-- Problem description --
Output the records, starting at the beginning and ending at the line that contains "270), (161, 285)]", with both ends included, as a Markdown table with the columns Row and Line. Skip blank lines, and leave the pictures out of the answer.

(Records from a dataset)
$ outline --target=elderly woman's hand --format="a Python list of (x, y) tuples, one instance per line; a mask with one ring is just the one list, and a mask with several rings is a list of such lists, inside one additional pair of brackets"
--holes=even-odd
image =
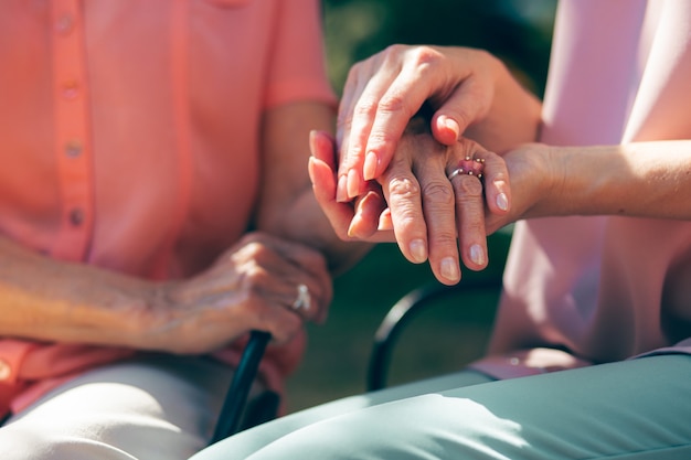
[(138, 319), (146, 329), (140, 347), (206, 353), (249, 330), (286, 342), (305, 320), (323, 321), (331, 297), (331, 278), (318, 252), (248, 234), (208, 270), (161, 285)]
[(453, 145), (493, 104), (496, 82), (506, 68), (472, 49), (392, 45), (357, 63), (339, 108), (338, 200), (361, 195), (393, 158), (408, 120), (427, 103), (432, 132)]
[(341, 237), (395, 240), (408, 260), (428, 259), (446, 285), (460, 280), (459, 249), (466, 267), (487, 266), (486, 211), (504, 215), (510, 210), (501, 157), (468, 139), (443, 146), (432, 138), (426, 121), (416, 118), (378, 182), (370, 181), (354, 202), (341, 203), (334, 195), (332, 141), (313, 133), (311, 146), (316, 196)]

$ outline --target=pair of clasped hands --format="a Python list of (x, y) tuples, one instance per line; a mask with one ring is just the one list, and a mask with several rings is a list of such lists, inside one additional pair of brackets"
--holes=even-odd
[[(336, 139), (310, 139), (315, 194), (341, 238), (396, 242), (445, 285), (460, 280), (460, 261), (487, 267), (487, 235), (535, 201), (522, 194), (517, 207), (509, 178), (523, 185), (541, 169), (527, 146), (499, 156), (464, 136), (501, 106), (497, 63), (477, 50), (394, 45), (352, 67)], [(482, 178), (454, 173), (466, 159), (483, 161)]]

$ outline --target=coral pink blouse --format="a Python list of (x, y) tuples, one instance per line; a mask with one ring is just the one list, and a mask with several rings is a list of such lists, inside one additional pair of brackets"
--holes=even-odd
[[(691, 139), (691, 2), (562, 0), (542, 141)], [(691, 202), (689, 204), (691, 206)], [(515, 225), (492, 357), (497, 377), (691, 353), (691, 223), (559, 217)]]
[[(336, 101), (318, 0), (3, 2), (0, 62), (0, 233), (149, 279), (246, 231), (263, 110)], [(274, 384), (301, 346), (269, 352)], [(131, 353), (0, 340), (0, 413)]]

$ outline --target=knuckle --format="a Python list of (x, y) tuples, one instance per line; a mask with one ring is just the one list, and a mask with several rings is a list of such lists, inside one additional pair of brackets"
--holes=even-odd
[(451, 205), (454, 203), (454, 189), (440, 181), (429, 182), (423, 189), (424, 201), (439, 205)]
[(408, 176), (393, 176), (389, 180), (391, 201), (410, 201), (419, 197), (419, 185)]
[(354, 117), (373, 117), (376, 115), (379, 103), (371, 97), (361, 97), (355, 104)]
[(459, 175), (455, 182), (456, 201), (463, 202), (482, 197), (482, 183), (474, 175)]

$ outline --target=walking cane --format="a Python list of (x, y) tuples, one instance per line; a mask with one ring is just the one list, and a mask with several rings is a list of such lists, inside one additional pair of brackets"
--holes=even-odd
[(245, 405), (247, 404), (247, 395), (252, 387), (252, 382), (257, 375), (259, 362), (264, 355), (264, 350), (272, 339), (272, 334), (263, 331), (252, 331), (249, 341), (245, 345), (245, 351), (240, 360), (231, 387), (225, 395), (221, 415), (216, 424), (216, 429), (211, 439), (210, 446), (235, 435), (240, 428), (240, 421)]

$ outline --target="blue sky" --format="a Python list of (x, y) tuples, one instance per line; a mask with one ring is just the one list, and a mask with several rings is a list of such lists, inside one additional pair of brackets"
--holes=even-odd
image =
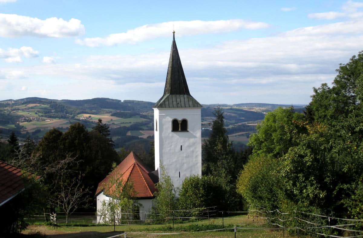
[(0, 100), (156, 101), (174, 25), (201, 103), (306, 104), (363, 50), (362, 19), (362, 1), (0, 0)]

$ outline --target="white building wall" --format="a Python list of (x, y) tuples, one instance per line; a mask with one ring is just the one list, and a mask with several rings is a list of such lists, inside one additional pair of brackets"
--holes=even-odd
[[(155, 168), (162, 164), (175, 187), (181, 187), (187, 176), (201, 174), (201, 129), (200, 108), (154, 108)], [(188, 131), (172, 131), (174, 119), (188, 121)], [(180, 150), (180, 146), (182, 150)], [(179, 173), (180, 172), (180, 177)]]
[[(105, 195), (103, 194), (103, 192), (102, 192), (99, 194), (97, 196), (96, 198), (97, 210), (98, 211), (98, 209), (101, 208), (103, 201), (108, 200), (110, 199), (110, 198)], [(140, 219), (142, 221), (145, 220), (145, 213), (147, 213), (150, 212), (151, 210), (151, 207), (152, 206), (152, 199), (139, 199), (138, 200), (138, 201), (141, 204), (141, 206), (140, 206), (139, 209), (139, 214), (140, 216)], [(100, 221), (99, 220), (101, 218), (100, 216), (98, 216), (98, 213), (97, 213), (97, 215), (96, 223), (98, 223), (99, 222), (100, 224), (102, 224), (102, 221)], [(147, 214), (146, 218), (147, 218), (147, 217), (148, 216)]]
[(140, 207), (139, 210), (140, 219), (142, 221), (145, 221), (145, 217), (147, 219), (149, 216), (148, 213), (152, 206), (152, 200), (139, 199), (138, 201), (142, 205), (142, 207)]
[(108, 200), (109, 199), (110, 199), (110, 197), (103, 194), (103, 191), (101, 192), (101, 193), (97, 195), (96, 198), (97, 202), (96, 208), (97, 208), (97, 223), (98, 223), (99, 222), (100, 224), (102, 223), (102, 222), (100, 222), (99, 221), (99, 220), (101, 218), (101, 217), (98, 216), (98, 209), (101, 208), (101, 206), (102, 205), (102, 201), (104, 200)]

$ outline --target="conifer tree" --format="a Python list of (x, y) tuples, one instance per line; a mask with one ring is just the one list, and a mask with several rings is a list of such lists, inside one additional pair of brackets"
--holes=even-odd
[(17, 137), (13, 131), (12, 131), (10, 133), (9, 139), (8, 140), (8, 143), (9, 143), (9, 145), (11, 149), (12, 153), (14, 153), (15, 151), (17, 151), (19, 150), (19, 141), (18, 140)]

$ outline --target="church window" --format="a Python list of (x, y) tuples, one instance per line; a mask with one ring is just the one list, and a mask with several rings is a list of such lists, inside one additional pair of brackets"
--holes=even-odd
[(180, 130), (182, 131), (188, 131), (188, 121), (186, 119), (183, 119), (180, 123)]
[(174, 119), (172, 125), (171, 130), (173, 131), (178, 131), (179, 130), (179, 121), (177, 119)]

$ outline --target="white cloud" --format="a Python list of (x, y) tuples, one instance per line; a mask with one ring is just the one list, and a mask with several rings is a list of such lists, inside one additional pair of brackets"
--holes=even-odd
[(284, 34), (295, 36), (347, 34), (355, 34), (356, 33), (362, 32), (362, 31), (363, 20), (359, 20), (297, 28), (286, 32)]
[(8, 63), (21, 63), (23, 62), (23, 60), (20, 56), (16, 56), (15, 57), (9, 57), (8, 58), (5, 58), (4, 59)]
[(157, 37), (170, 36), (173, 26), (178, 36), (227, 32), (241, 29), (255, 30), (268, 28), (269, 25), (262, 22), (242, 19), (220, 21), (190, 21), (168, 22), (145, 25), (129, 30), (126, 32), (113, 34), (105, 37), (77, 39), (76, 42), (91, 47), (101, 45), (112, 46), (118, 44), (132, 44)]
[[(179, 53), (191, 92), (201, 103), (247, 102), (246, 99), (307, 103), (313, 87), (332, 82), (339, 63), (348, 62), (363, 49), (362, 21), (303, 28), (204, 49), (179, 48)], [(157, 53), (95, 55), (78, 58), (72, 64), (23, 67), (16, 69), (17, 75), (10, 73), (14, 69), (7, 69), (0, 75), (29, 78), (8, 80), (18, 85), (14, 91), (22, 85), (29, 88), (17, 97), (3, 90), (3, 99), (41, 93), (59, 99), (104, 97), (156, 101), (162, 95), (170, 47)], [(41, 80), (45, 78), (47, 80)], [(40, 88), (44, 91), (37, 93)]]
[(345, 16), (346, 14), (342, 12), (327, 12), (310, 13), (308, 14), (307, 17), (309, 18), (313, 18), (319, 20), (333, 20), (336, 18), (344, 17)]
[(0, 58), (4, 59), (8, 63), (23, 62), (22, 57), (26, 58), (38, 57), (39, 52), (31, 47), (22, 46), (20, 49), (9, 48), (7, 50), (0, 49)]
[(281, 10), (283, 12), (289, 12), (290, 11), (293, 11), (296, 10), (296, 8), (281, 8)]
[(4, 37), (68, 37), (81, 36), (85, 32), (81, 21), (73, 18), (68, 21), (56, 17), (41, 20), (15, 14), (0, 13), (0, 36)]
[(363, 17), (363, 12), (358, 11), (360, 8), (363, 8), (363, 3), (348, 1), (342, 6), (342, 12), (312, 13), (308, 14), (307, 17), (318, 20), (333, 20), (342, 17), (359, 19)]
[(54, 64), (56, 63), (56, 59), (54, 57), (44, 56), (43, 57), (43, 62), (47, 64)]
[(19, 79), (25, 78), (25, 74), (22, 70), (13, 69), (0, 70), (0, 79)]

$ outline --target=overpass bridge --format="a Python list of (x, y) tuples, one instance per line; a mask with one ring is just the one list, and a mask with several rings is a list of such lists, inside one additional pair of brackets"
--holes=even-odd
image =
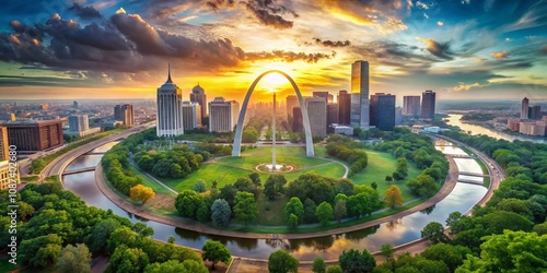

-- Response --
| Row | Line |
|---|---|
| 1 | $ outline --target=elderly woman's hand --format="a Python list of (x, y) tuples, one instance per line; a mask with one ring is just the one list, and a mask with several rings is a list of such lists, inside one additional pair of brackets" |
| 2 | --holes=even-odd |
| 3 | image = |
| 4 | [(138, 319), (146, 329), (140, 347), (206, 353), (249, 330), (286, 342), (305, 320), (323, 321), (331, 297), (331, 278), (318, 252), (248, 234), (208, 270), (161, 285)] |